Goal of the exercise – What you return should be the complete data below, word for word, with no pictures in it.

*** Opening Extracted records ***

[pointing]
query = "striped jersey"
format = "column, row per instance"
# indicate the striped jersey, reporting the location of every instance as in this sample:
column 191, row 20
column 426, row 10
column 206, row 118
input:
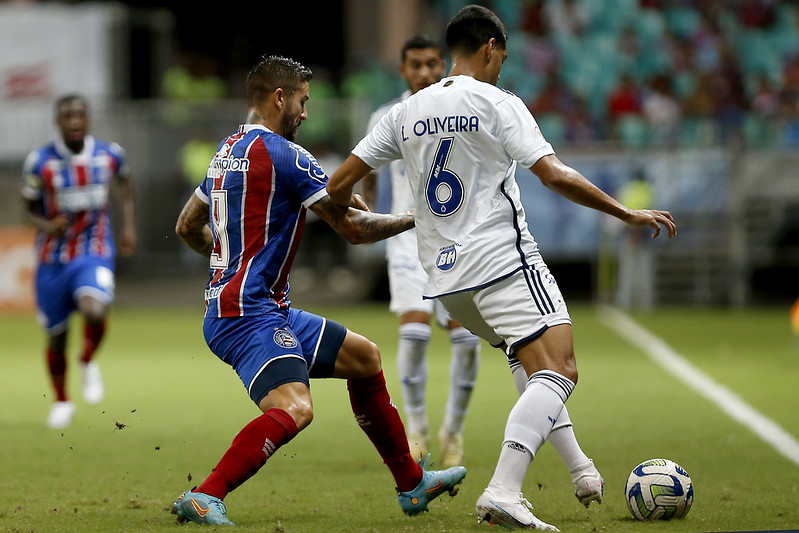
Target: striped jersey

*** Closing Extracted records ***

Result of the task –
[pointing]
query = "striped jersey"
format = "column, row per instance"
# indicate the striped jersey, reporting the location of every instance as in this sample:
column 191, row 20
column 426, row 10
column 206, row 118
input:
Target: striped jersey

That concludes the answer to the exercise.